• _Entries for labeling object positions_

● ● ● ●

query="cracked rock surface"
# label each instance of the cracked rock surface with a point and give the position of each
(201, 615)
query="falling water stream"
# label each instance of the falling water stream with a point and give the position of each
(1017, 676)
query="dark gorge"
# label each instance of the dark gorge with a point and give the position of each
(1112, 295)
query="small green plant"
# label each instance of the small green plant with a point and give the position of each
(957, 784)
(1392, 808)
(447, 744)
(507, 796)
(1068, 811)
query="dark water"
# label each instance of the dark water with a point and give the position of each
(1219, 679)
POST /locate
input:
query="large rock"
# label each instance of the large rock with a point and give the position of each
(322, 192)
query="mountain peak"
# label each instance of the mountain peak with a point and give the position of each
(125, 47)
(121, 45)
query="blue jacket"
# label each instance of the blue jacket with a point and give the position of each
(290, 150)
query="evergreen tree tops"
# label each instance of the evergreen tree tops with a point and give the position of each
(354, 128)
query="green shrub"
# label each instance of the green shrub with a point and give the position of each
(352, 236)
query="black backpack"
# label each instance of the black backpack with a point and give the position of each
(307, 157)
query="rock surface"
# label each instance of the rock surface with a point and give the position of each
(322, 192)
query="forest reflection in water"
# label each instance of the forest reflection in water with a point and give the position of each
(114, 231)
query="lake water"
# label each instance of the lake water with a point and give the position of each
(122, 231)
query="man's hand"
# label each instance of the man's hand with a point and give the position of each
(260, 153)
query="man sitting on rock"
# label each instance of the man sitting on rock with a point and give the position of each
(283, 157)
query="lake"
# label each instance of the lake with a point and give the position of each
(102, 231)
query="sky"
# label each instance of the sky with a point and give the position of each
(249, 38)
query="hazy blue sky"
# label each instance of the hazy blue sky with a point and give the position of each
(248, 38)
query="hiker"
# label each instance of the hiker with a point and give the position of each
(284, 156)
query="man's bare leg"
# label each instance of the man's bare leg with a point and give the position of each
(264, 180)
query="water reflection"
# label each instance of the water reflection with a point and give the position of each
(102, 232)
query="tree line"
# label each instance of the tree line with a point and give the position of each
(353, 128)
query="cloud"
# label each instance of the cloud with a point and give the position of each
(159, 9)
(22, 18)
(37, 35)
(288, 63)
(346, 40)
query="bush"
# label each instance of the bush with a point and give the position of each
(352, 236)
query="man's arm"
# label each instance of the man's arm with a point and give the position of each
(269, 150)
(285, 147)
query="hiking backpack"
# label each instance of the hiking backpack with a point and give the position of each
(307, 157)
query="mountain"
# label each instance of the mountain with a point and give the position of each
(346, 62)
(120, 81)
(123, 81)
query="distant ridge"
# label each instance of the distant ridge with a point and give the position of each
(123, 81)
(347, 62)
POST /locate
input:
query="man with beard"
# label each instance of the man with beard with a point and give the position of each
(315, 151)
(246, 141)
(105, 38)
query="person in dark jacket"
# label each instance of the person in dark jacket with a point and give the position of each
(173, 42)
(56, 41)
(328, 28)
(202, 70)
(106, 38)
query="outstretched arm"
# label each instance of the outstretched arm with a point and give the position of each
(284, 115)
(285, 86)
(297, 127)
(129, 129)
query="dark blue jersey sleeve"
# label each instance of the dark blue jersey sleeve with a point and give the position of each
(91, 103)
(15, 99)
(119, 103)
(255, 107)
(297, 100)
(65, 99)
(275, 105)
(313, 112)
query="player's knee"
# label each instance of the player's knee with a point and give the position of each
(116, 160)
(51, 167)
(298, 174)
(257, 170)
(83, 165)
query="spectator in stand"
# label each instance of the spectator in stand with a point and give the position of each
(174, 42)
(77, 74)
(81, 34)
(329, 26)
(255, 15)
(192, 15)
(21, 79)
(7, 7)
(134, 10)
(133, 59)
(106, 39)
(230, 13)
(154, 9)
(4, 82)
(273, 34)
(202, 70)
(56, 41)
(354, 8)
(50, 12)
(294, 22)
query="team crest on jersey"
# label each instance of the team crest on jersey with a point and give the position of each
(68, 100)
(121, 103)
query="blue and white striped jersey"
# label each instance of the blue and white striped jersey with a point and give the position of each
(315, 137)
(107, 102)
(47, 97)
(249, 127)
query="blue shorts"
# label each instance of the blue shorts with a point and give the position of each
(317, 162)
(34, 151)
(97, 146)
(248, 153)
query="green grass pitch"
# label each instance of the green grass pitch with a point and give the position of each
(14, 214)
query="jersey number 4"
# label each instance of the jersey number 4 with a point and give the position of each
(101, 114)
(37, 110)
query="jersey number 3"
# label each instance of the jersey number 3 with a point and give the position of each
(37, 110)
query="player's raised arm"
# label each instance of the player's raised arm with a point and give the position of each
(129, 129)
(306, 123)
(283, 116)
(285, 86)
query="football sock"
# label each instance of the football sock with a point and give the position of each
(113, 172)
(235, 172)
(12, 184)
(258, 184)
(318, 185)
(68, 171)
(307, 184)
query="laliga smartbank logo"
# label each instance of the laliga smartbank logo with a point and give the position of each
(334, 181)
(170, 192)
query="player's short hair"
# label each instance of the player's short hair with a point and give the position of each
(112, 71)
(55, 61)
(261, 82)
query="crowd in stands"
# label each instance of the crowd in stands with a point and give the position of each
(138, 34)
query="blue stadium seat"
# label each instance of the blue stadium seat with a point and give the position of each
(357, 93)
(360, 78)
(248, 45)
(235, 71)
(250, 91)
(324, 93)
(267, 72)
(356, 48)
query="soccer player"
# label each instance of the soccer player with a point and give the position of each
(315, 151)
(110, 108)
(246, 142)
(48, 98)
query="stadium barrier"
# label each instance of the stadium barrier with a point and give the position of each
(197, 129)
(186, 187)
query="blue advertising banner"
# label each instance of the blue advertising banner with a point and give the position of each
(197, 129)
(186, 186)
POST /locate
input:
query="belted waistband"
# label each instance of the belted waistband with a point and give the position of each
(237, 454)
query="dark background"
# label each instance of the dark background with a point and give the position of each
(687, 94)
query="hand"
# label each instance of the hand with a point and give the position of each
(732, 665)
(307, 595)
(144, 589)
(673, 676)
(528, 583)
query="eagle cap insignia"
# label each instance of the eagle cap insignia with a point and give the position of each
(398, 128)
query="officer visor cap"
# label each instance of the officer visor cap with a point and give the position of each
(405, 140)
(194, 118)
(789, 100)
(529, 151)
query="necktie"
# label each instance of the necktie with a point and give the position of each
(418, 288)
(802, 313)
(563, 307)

● ● ● ●

• _What is being asked_
Can you arrange the lines above as a Markdown table with two columns, Row and Line, giving each line a row number and leaving out any blank lines?

• _Response to this task_
| Row | Line |
|---|---|
| 1 | query="cracked rock surface" |
| 2 | # label each instance of the cracked rock surface with a point and give the position of each |
| 3 | (201, 615) |
| 4 | query="falling water stream" |
| 5 | # label each instance of the falling water stream with a point and give the position of each |
| 6 | (1017, 676) |
| 7 | query="dark gorge" |
| 8 | # label each instance of the dark gorge with a point and give the position of each |
| 9 | (1112, 295) |
| 10 | query="small green plant" |
| 11 | # label each instance of the small green plant with a point and give the position of each |
| 12 | (957, 784) |
| 13 | (1392, 808) |
| 14 | (447, 744) |
| 15 | (507, 796) |
| 16 | (1068, 811) |
| 17 | query="dark water" |
| 18 | # label each instance of the dark water with a point and give the position of each |
| 19 | (1219, 679) |
| 20 | POST /locate |
| 21 | input: |
| 22 | query="large rock" |
| 23 | # label each instance of the large rock with a point and give the position of each |
| 24 | (322, 192) |
| 25 | query="mountain peak" |
| 26 | # label each instance of the mountain peak with a point and give the position of each |
| 27 | (125, 47) |
| 28 | (121, 45) |
| 29 | query="blue jacket" |
| 30 | # label each instance of the blue jacket with a point and give the position of each |
| 31 | (290, 150) |
| 32 | query="evergreen tree tops" |
| 33 | # label each instance of the evergreen tree tops with a point and give the position of each |
| 34 | (354, 128) |
| 35 | query="green shrub" |
| 36 | # label each instance of the green shrub with a point and give the position of each |
| 37 | (352, 236) |
| 38 | query="black backpack" |
| 39 | # label each instance of the black backpack with a point and give the position of each |
| 40 | (307, 157) |
| 41 | query="rock surface" |
| 42 | # label each instance of the rock surface with a point and give the position of each |
| 43 | (322, 192) |
| 44 | query="forest reflection in water" |
| 45 | # label each instance of the forest reflection in water with a point and give the position of each |
| 46 | (114, 231) |
| 47 | query="lake water" |
| 48 | # label each instance of the lake water with a point and give the position of each |
| 49 | (122, 231) |
| 50 | query="man's hand" |
| 51 | # label each instance of the man's hand with a point and give the position of each |
| 52 | (260, 153) |
| 53 | query="man sitting on rock" |
| 54 | # label each instance of the man sitting on rock with a point and give the position of each |
| 55 | (283, 157) |
| 56 | query="lake" |
| 57 | # label each instance of the lake with a point and give the position of each |
| 58 | (102, 231) |
| 59 | query="sky" |
| 60 | # label each instance of the sky with a point and give the position of each |
| 61 | (249, 38) |
| 62 | query="hazy blue sky" |
| 63 | # label each instance of the hazy blue sky with a point and give the position of each |
| 64 | (248, 38) |
| 65 | query="hiker" |
| 66 | # label each instance of the hiker with a point and give the position of each |
| 67 | (284, 156) |
| 68 | query="man's bare leg" |
| 69 | # label each instance of the man's bare leg with a point and give the position of each |
| 70 | (264, 180) |
| 71 | query="water reflection" |
| 72 | # label each instance of the water reflection with a point and give the position of each |
| 73 | (102, 232) |
| 74 | query="tree line" |
| 75 | # label each instance of the tree line with a point and give the position of each |
| 76 | (353, 128) |
| 77 | query="cloud" |
| 78 | # label each instance of the cloud with a point and give the position of each |
| 79 | (159, 9) |
| 80 | (22, 18) |
| 81 | (37, 35) |
| 82 | (288, 63) |
| 83 | (346, 40) |
| 84 | query="bush" |
| 85 | # label each instance of the bush with a point and give the position of each |
| 86 | (352, 236) |
| 87 | query="man's arm" |
| 88 | # label each instance of the man's arm with a point and give the position of each |
| 89 | (269, 150) |
| 90 | (285, 147) |
| 91 | query="hiking backpack" |
| 92 | # label each instance of the hiking backpack with a point and give the position of each |
| 93 | (307, 157) |
| 94 | query="mountain" |
| 95 | # label each instance of the mountain with a point and give the position of each |
| 96 | (346, 62) |
| 97 | (120, 81) |
| 98 | (123, 81) |
| 99 | query="distant ridge" |
| 100 | # label each instance of the distant ridge with a point and give the position of each |
| 101 | (123, 81) |
| 102 | (347, 62) |
| 103 | POST /locate |
| 104 | input: |
| 105 | query="man with beard" |
| 106 | # label each instance of the man with beard with a point and give the position of each |
| 107 | (315, 151) |
| 108 | (246, 141) |
| 109 | (105, 38) |
| 110 | query="person in dark jacket" |
| 111 | # label each instance of the person in dark jacket with a point and give the position of each |
| 112 | (173, 42) |
| 113 | (56, 41) |
| 114 | (328, 28) |
| 115 | (202, 70) |
| 116 | (106, 38) |
| 117 | query="outstretched arm" |
| 118 | # label each instance of the outstretched arm with a point and give the position of each |
| 119 | (284, 115) |
| 120 | (285, 86) |
| 121 | (297, 127) |
| 122 | (129, 129) |
| 123 | query="dark blue jersey sleeve" |
| 124 | # label each instance of the dark blue jersey sleeve with a point and give the position of each |
| 125 | (91, 103) |
| 126 | (15, 99) |
| 127 | (119, 103) |
| 128 | (255, 107) |
| 129 | (297, 100) |
| 130 | (65, 99) |
| 131 | (275, 105) |
| 132 | (313, 112) |
| 133 | query="player's knee" |
| 134 | # label each instance of the player's knee with a point and give the position of each |
| 135 | (116, 160) |
| 136 | (51, 167) |
| 137 | (298, 174) |
| 138 | (257, 170) |
| 139 | (83, 165) |
| 140 | query="spectator in stand" |
| 141 | # label each instance of the spectator in stand with a point and give the position of each |
| 142 | (174, 42) |
| 143 | (77, 74) |
| 144 | (81, 34) |
| 145 | (329, 26) |
| 146 | (255, 15) |
| 147 | (192, 15) |
| 148 | (21, 79) |
| 149 | (7, 7) |
| 150 | (134, 10) |
| 151 | (133, 59) |
| 152 | (106, 39) |
| 153 | (230, 13) |
| 154 | (154, 9) |
| 155 | (4, 82) |
| 156 | (273, 34) |
| 157 | (202, 70) |
| 158 | (56, 41) |
| 159 | (354, 8) |
| 160 | (50, 12) |
| 161 | (294, 22) |
| 162 | query="team crest on jersey" |
| 163 | # label each instance of the team crest on jersey with a point and give the position of each |
| 164 | (68, 100) |
| 165 | (121, 103) |
| 166 | query="blue and white striped jersey" |
| 167 | # label each instance of the blue and white striped jersey with a point and give the position of each |
| 168 | (315, 137) |
| 169 | (107, 102) |
| 170 | (47, 97) |
| 171 | (249, 127) |
| 172 | query="blue shorts" |
| 173 | # label each instance of the blue shorts with a point and give the position of each |
| 174 | (317, 162) |
| 175 | (34, 151) |
| 176 | (97, 146) |
| 177 | (248, 153) |
| 178 | query="green grass pitch" |
| 179 | # label each instance of the green grass pitch with a point and give the position of each |
| 180 | (14, 214) |
| 181 | query="jersey number 4" |
| 182 | # label each instance of the jersey number 4 with a point and give the position of each |
| 183 | (101, 114) |
| 184 | (37, 110) |
| 185 | query="jersey number 3" |
| 186 | # label each instance of the jersey number 3 with a point and give the position of each |
| 187 | (37, 110) |
| 188 | query="player's raised arm" |
| 189 | # label each instance of the player's raised arm with a point and give the position of each |
| 190 | (129, 129) |
| 191 | (306, 123) |
| 192 | (283, 116) |
| 193 | (285, 86) |
| 194 | query="football sock" |
| 195 | # label each instance of the football sock with a point and give the position of each |
| 196 | (113, 172) |
| 197 | (235, 172) |
| 198 | (12, 184) |
| 199 | (258, 184) |
| 200 | (318, 185) |
| 201 | (68, 171) |
| 202 | (307, 184) |
| 203 | query="laliga smartbank logo" |
| 204 | # label each instance of the laliga smartbank logo with a point and give the position of each |
| 205 | (334, 181) |
| 206 | (170, 192) |
| 207 | query="player's short hair" |
| 208 | # label each instance of the player's short hair with a point and give the position of each |
| 209 | (112, 71) |
| 210 | (55, 61) |
| 211 | (261, 82) |
| 212 | query="crowd in stands" |
| 213 | # label each instance of the crowd in stands with a point and give the position of each |
| 214 | (138, 34) |
| 215 | query="blue stadium seat" |
| 216 | # label each instance of the blue stadium seat with a point and give the position of each |
| 217 | (357, 93) |
| 218 | (360, 78) |
| 219 | (248, 45) |
| 220 | (235, 71) |
| 221 | (250, 91) |
| 222 | (324, 93) |
| 223 | (267, 72) |
| 224 | (356, 48) |
| 225 | query="soccer player" |
| 226 | # label each instance of the soccer player with a point and give the position of each |
| 227 | (315, 151) |
| 228 | (110, 108) |
| 229 | (246, 142) |
| 230 | (48, 98) |
| 231 | query="stadium barrier" |
| 232 | # label each instance of the stadium barrier with a point and give the position of each |
| 233 | (197, 129) |
| 234 | (186, 187) |
| 235 | query="blue advertising banner" |
| 236 | # label each instance of the blue advertising banner with a point and give the position of each |
| 237 | (197, 129) |
| 238 | (186, 186) |
| 239 | POST /locate |
| 240 | input: |
| 241 | query="belted waistband" |
| 242 | # label each instance of the belted waistband with a point and give the position of each |
| 243 | (237, 454) |
| 244 | query="dark background" |
| 245 | # label each instance of the dark background with a point and give the position of each |
| 246 | (687, 94) |
| 247 | query="hand" |
| 248 | # label each instance of the hand with a point and give the position of each |
| 249 | (732, 665) |
| 250 | (307, 595) |
| 251 | (144, 589) |
| 252 | (673, 676) |
| 253 | (528, 583) |
| 254 | query="eagle cap insignia" |
| 255 | # label each instance of the eagle cap insignia with a point and give the position of each |
| 256 | (398, 128) |
| 257 | query="officer visor cap" |
| 258 | # label each instance of the officer visor cap with a point and give the position of each |
| 259 | (405, 140) |
| 260 | (194, 118) |
| 261 | (789, 100) |
| 262 | (529, 151) |
| 263 | query="necktie" |
| 264 | # label each instance of the necktie with a point and give the position of each |
| 265 | (418, 288) |
| 266 | (802, 313) |
| 267 | (563, 307) |